Task brief: Each line of the records below needs repeating exactly. Skip the pictures.

____ Excerpted data

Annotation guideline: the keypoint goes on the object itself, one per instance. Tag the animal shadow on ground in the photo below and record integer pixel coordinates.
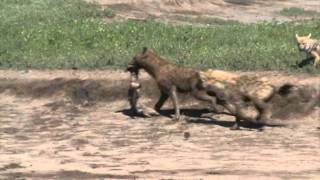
(195, 116)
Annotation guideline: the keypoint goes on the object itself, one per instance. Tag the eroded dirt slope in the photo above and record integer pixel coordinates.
(67, 132)
(248, 11)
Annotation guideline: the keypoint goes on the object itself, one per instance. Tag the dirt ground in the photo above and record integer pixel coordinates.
(76, 125)
(247, 11)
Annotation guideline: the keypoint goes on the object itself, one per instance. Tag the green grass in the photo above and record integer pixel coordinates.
(71, 33)
(295, 12)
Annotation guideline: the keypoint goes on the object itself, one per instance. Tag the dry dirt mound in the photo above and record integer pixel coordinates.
(240, 10)
(75, 125)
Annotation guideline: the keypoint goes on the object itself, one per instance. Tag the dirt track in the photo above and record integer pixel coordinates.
(59, 128)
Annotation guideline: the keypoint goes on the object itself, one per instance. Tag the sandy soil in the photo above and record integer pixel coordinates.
(247, 11)
(54, 125)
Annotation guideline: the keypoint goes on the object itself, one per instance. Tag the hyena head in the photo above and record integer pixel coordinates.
(136, 63)
(147, 60)
(303, 42)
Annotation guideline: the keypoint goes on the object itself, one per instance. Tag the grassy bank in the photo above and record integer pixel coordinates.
(72, 33)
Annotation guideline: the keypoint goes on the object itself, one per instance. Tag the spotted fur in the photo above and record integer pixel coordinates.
(310, 46)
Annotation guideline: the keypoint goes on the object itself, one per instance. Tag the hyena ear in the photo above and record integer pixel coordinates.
(144, 50)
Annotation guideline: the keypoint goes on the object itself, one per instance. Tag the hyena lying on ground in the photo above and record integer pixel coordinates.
(172, 79)
(236, 93)
(310, 46)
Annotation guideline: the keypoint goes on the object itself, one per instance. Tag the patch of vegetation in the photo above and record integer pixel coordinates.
(109, 13)
(296, 12)
(72, 33)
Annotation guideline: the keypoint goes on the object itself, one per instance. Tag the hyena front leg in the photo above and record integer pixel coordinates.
(174, 98)
(316, 58)
(163, 98)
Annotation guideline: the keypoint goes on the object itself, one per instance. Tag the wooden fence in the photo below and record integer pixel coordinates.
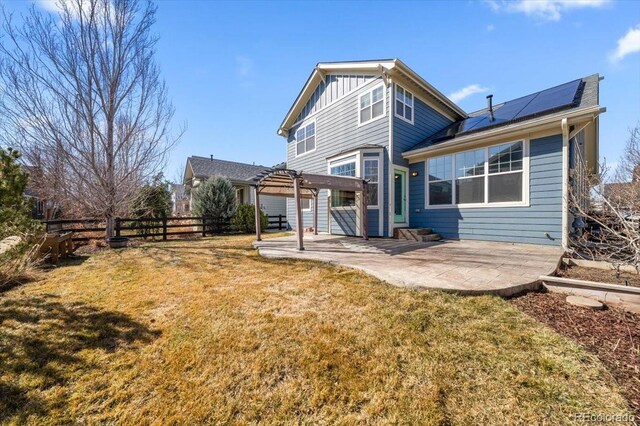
(87, 229)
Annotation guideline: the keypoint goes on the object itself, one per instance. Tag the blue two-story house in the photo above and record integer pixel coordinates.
(499, 174)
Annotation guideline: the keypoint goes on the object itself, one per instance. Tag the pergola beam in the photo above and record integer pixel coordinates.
(299, 185)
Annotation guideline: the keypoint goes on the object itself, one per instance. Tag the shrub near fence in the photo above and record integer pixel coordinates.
(87, 229)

________

Completed exercise:
Annotation guideline: the keypoint goes on the object itself, one per instance. Tag the animal shadow on ground in the photo below and record integer pixel coordinates.
(195, 116)
Annotation guideline: the keypoint goes on the object itself, one per instance. Tag the eroded dirt slope in the photo above and record integer pixel coordinates.
(67, 132)
(248, 11)
Annotation guideline: the keypoint goes on the object itself, one per instance. Tag the dirt ground in the photo above and record integer pixel coordinates.
(76, 125)
(247, 11)
Annotation guideline: the keypoint goes on the object itself, one per instance. Tag the green grass in the photo above and record integer pixel coordinates.
(71, 33)
(295, 12)
Annotation guideline: the keypoint goes on the object itself, one per instance. Tag the dry dirt mound in the photo above and record integer pixel coordinates.
(240, 10)
(75, 125)
Annotation guideline: the keypoint goes on the object itself, one per instance. Tag the dirt track in the photo above and record integer pixel coordinates.
(59, 128)
Annotation guideline: the keypoint goes on the object itself, one per instance. Tag the sandy soil in the photo above and record integer pixel coordinates.
(247, 11)
(54, 125)
Annotation guideline: the keypoint goes on the object itself, one per instance. Tag the hyena head in the photo above and record integer pixel coordinates.
(136, 63)
(147, 60)
(303, 42)
Annotation guideline: the keypoint goes on the object itself, one per instance. Tag the grassy bank in the photo above and record integer pixel coordinates.
(72, 33)
Annotation guideline: the keypoint goes on the object itself, one per instance. Tag the spotted fur in the photo above and record integer pixel coordinates.
(310, 46)
Annotation guideline: the keypoint goes on the object itself, one per instance. Tag the hyena ear in the photo above and record integer pixel coordinates.
(144, 50)
Annotation guideline: the keypoint goes on the object itself, one per instance. Tag the hyena lying on ground in the photo above and record integer pixel coordinates.
(172, 79)
(236, 93)
(310, 46)
Annotation guideline: the keypoint goes on the object itself, one per instance. Tag the patch of vegetation in the photo above and record integer pixel coordinates.
(109, 13)
(296, 12)
(72, 33)
Annotation guideline: the keypoint goes on the object itself, one per instance. Tag the hyena front leg in the photo above and record integer pixel coordinates.
(174, 98)
(316, 58)
(163, 98)
Annotation guideline: the keypoint goes on the object itself, one per instance. Tag the wooden fence in the photo below and record integer pixel coordinates.
(87, 229)
Annotation guideline: the keypoint goes on the object itself, one per instance. Tag the blue two-story house in the photo above and record integer pixel coordinates.
(499, 174)
Annotation guideline: the keypoint goes on the object itself, one per instance. Tag the pergola beam in the photo above and record integer pixel coordinates.
(299, 185)
Annotation guideline: the keypoint goes on the object itself, one per instance. Tag the shrub near fence in the photo above and record integer pixel coordinates.
(87, 229)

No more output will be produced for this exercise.